## TEXTAUSZUG

..........

Der deutsche Aphoristiker P. Rudi sagt es vorsichtiger: „Leidenschaft ist der besser Teil der Aggression und mitunter ihre „bessere Hälfte.“ Wir müssen uns manchmal nicht wundern: „Wo keine Gerechtigkeit herrscht, da entsteht mit der Zeit Aggression“ (O. Demir). Denn: „Wenn wir Angst haben, werden wir gewalttätig“ (J. Krishnamurti).

► Mit der obigen Argumentation von Juul bin ich zum großen Teil nicht einverstanden. Eltern als Rabauken zu bezeichnen ist eine Unverschämtheit. Viele Kinder werden aber falsch erzogen, weil die Eltern zu viel durchgehen lassen und in ihrer Erziehung nicht konsequent sind. Ich fordere seit Jahren, dass wir für eine bessere und konsequentere Erziehung kämpfen müssen.215 Denn viele Eltern wissen nicht mehr, was es heißt, Eltern zu sein.216 Nicht die totale Selbstverwirklichung und das Ausleben der Kinder kann das Ziel sein, sondern konsequente Erziehung zu Nächstenliebe, Fleiß und Disziplin. Konservative Werte werden heute zum Teil mit Füßen getreten. Statt Pflichterfüllung werden nur die Rechte wahrgenommen. Wir müssen uns also nicht wundern, wenn sich aus unseren Kindern zum Teil kleine Tyrannen herausbilden.217

Auch für Erwachsene gilt: „Aggressives Verhalten macht Menschen krank und ist nicht zu tolerieren, sondern zu bekämpfen!“* Frechheiten, Rotznasigkeiten und Respektlosigkeiten müssen nicht sein: „Respektlosigkeit ist der erste Schritt in Richtung Revolte“ (F.F. Kovacs). Und: „Aggressive Worte tun anderen Menschen weh und verletzten sie“ (K. Rinpoche). „Aggressive Menschen befinden sich vor allem im Krieg mit sich selbst“ (R. Schützbach). Deshalb brauchen sie gute psychologische Betreuung. Überraschend ist die Spannbreite der Aggression bei P. Rudi: „Aggression ist eine beunruhigende Dimension, die vom skrupellosen Massenmord bis zuweilen gutem Sex reicht.“ Zum Schluss: „Jede Aggression sucht sich zu rechtfertigen. Angefangen hat doch immer der andere“ (F. Hacker).

..........

[Daten zu Referenzausdrücken]
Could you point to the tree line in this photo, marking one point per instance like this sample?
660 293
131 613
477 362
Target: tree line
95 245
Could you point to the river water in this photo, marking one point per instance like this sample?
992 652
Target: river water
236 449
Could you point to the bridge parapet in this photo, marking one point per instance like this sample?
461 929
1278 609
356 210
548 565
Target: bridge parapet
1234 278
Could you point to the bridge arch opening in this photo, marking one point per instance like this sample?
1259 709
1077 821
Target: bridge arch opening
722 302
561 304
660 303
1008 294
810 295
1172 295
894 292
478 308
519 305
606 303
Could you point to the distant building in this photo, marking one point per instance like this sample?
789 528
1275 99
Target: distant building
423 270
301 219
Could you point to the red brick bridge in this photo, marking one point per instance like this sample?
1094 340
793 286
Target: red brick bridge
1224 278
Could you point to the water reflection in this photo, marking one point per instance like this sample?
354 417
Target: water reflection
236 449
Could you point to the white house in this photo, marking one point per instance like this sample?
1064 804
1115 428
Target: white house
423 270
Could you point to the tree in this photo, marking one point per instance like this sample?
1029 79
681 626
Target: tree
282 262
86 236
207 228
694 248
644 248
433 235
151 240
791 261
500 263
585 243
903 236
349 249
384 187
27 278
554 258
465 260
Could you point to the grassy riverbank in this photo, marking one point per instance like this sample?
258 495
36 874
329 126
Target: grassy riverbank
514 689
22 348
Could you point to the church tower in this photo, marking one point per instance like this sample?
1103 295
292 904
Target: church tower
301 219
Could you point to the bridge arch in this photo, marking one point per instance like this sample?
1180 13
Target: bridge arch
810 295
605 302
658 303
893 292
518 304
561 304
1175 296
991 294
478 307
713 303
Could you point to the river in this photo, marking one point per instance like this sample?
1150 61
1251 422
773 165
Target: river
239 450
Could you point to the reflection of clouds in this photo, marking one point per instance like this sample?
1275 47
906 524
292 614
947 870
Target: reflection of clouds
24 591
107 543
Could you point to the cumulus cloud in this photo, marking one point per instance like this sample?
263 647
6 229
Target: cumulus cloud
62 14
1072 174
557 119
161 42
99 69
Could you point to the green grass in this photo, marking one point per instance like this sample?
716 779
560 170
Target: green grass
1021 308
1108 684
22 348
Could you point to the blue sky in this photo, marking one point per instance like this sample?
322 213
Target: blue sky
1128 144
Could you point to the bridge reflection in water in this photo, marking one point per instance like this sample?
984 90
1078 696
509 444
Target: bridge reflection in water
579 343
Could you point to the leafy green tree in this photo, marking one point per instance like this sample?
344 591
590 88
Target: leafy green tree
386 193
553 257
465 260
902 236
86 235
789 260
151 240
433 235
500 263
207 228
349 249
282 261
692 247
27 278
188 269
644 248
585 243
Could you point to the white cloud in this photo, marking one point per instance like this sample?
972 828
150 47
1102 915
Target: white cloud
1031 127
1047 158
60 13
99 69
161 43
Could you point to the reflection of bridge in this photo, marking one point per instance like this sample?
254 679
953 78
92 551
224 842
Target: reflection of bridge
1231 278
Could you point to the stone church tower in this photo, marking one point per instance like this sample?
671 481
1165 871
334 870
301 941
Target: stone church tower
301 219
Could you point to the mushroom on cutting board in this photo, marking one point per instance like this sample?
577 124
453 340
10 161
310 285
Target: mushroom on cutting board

..........

## AUFGABE
Erklären Sie in ein bis drei Sätzen, warum aggressive Menschen laut dem Textauszug gute psychologische Betreuung brauchen.

## SCHRIFTLICHE ANTWORT
Laut dem Zitat von R. Schützbach befinden sich aggressive Menschen vor allem im Krieg mit sich selbst. Daraus folgert der Textauszug, dass sie gute psychologische Betreuung brauchen.